Text block:

+ + + + + + +

But had I surmised he had been the Son of the Man he was, or any other Person of Credits Son, I would not for any Consideration have perform’d the Ceremoney, [sic] Nay, I would have sent to the Parents or next Relation and detected him, and at the same time given up the Woman, to the just resentment of the injur’d Parents.

‘Tis true I was degraded and by that Means render’d incapable of supporting an helpless Family; nor was it in my Power to get a Livelihood by Teaching School, for any attempts I made that way which prov’d Abortive, Work either Mechanical or otherwise I was ignorant of; and by my infirmities render’d if capable not to follow it, to beg publickly I was a shame’d, and very well knew the Amount of Charities to Street Beggars, privately I did beg by Petitions to many Persons whose Grants were small, and that but from a very few; and e’en those few wou’d not a second time assist the Wretched, this was my Case; what I then follow’d to support my Family was the Trade as its so call’d of Marrying; but always took care to examine strictly their Religion, Birth, and parentage, avoiding as much as possible to keep out of Disesteen of Families of Credit, so that it might not lie in their Powers to punish me, or to be griev’d at the undoing of their Children.

+ + + + + + +

Record excerpts:

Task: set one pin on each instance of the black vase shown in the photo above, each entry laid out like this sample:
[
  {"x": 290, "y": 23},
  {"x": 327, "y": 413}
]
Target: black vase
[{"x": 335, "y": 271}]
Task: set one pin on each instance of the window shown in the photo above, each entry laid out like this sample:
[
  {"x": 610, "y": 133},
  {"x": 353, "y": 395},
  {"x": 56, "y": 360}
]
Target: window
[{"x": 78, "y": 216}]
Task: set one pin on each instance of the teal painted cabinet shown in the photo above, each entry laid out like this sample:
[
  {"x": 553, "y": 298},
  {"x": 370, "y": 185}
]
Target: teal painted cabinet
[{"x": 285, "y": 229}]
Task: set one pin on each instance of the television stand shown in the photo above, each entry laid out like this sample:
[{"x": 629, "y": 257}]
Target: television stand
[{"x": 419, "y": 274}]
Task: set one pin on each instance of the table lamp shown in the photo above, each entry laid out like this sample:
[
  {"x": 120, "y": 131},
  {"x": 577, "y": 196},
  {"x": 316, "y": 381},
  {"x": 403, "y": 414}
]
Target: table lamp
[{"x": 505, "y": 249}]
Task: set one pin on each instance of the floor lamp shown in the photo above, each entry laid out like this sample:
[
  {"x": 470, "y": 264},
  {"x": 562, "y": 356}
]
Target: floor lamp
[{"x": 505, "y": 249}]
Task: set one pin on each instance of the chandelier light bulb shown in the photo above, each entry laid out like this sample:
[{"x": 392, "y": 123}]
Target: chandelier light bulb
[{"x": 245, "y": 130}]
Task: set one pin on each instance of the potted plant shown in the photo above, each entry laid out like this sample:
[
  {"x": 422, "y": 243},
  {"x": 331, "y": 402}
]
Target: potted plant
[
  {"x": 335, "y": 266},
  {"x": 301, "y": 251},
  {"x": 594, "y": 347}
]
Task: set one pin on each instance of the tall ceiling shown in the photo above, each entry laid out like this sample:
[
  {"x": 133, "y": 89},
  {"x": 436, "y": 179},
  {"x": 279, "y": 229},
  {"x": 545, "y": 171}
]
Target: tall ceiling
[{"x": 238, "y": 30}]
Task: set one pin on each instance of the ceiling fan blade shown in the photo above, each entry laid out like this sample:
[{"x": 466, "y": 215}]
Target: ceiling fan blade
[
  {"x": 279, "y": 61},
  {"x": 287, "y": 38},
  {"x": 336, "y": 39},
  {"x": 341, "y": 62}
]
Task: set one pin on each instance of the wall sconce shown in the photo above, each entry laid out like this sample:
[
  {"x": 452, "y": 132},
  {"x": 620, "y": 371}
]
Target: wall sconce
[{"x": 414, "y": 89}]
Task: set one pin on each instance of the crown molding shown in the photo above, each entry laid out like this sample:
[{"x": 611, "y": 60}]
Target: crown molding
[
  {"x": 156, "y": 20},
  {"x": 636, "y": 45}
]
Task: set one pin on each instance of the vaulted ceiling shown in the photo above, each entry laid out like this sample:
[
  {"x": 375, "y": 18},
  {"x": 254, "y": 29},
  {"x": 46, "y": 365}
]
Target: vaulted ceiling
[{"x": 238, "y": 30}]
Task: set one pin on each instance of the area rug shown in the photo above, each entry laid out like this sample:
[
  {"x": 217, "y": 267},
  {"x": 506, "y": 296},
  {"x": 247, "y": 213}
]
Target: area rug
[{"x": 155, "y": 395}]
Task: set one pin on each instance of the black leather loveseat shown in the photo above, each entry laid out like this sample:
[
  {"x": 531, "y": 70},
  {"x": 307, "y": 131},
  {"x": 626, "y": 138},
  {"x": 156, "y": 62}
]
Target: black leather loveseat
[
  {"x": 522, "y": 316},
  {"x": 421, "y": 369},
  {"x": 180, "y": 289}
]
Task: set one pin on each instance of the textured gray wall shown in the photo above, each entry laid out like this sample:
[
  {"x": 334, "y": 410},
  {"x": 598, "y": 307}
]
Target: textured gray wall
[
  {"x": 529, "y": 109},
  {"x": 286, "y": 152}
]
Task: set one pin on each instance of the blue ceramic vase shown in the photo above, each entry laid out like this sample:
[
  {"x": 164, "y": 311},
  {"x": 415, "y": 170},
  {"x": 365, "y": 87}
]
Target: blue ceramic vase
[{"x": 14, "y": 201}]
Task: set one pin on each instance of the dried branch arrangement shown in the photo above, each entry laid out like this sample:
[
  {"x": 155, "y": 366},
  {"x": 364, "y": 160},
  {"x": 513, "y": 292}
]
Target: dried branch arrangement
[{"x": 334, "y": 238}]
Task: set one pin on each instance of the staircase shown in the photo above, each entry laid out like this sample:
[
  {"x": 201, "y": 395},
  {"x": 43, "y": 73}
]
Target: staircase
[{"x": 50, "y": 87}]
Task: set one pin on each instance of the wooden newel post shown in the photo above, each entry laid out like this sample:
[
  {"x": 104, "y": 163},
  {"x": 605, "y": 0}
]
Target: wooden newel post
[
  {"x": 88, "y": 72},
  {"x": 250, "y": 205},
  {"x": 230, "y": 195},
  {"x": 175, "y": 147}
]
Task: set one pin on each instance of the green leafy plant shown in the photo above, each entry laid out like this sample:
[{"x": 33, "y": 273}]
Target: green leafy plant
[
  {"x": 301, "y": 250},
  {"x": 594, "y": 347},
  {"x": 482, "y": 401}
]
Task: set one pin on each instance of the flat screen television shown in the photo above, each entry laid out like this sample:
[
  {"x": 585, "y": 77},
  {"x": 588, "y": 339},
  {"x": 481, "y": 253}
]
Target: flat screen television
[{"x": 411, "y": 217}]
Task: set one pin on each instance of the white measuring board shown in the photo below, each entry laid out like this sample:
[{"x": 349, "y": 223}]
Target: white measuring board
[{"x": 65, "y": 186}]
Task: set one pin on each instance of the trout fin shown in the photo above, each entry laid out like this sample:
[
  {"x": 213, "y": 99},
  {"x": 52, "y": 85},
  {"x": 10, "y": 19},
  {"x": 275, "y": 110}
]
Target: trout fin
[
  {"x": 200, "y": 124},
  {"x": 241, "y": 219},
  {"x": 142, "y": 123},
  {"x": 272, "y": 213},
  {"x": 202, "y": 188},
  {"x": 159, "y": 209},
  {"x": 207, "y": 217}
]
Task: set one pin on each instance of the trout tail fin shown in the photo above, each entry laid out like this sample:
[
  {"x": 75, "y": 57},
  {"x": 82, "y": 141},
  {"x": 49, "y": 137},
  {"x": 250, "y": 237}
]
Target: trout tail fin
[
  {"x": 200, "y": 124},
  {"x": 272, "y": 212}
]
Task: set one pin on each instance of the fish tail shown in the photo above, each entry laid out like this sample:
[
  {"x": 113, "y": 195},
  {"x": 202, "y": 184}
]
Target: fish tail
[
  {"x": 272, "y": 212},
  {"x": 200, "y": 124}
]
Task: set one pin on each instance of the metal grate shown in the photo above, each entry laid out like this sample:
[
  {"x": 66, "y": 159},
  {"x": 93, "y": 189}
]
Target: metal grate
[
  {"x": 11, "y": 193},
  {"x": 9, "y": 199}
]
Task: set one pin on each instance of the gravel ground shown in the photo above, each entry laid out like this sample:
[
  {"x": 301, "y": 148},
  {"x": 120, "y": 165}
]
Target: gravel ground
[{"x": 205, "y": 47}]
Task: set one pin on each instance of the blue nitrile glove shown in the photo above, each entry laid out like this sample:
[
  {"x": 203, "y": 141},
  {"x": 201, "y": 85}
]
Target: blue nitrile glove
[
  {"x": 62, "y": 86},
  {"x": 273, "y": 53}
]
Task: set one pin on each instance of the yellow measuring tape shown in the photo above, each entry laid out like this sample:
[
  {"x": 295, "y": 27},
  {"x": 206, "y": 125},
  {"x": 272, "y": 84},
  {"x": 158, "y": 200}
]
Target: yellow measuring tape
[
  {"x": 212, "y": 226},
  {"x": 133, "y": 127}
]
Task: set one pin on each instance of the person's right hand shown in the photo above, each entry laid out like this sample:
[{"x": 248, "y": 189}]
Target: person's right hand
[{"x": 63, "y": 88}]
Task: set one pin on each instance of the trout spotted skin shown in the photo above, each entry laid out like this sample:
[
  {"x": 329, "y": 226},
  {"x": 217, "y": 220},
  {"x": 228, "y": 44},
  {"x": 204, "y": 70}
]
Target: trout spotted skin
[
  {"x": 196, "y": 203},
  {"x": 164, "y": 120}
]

+ + + + + + +

Task to complete: Print the section of the text on the trade of marrying from "But had I surmised" up to and including "the injur’d Parents.", word for word.

Task result:
But had I surmised he had been the Son of the Man he was, or any other Person of Credits Son, I would not for any Consideration have perform’d the Ceremoney, [sic] Nay, I would have sent to the Parents or next Relation and detected him, and at the same time given up the Woman, to the just resentment of the injur’d Parents.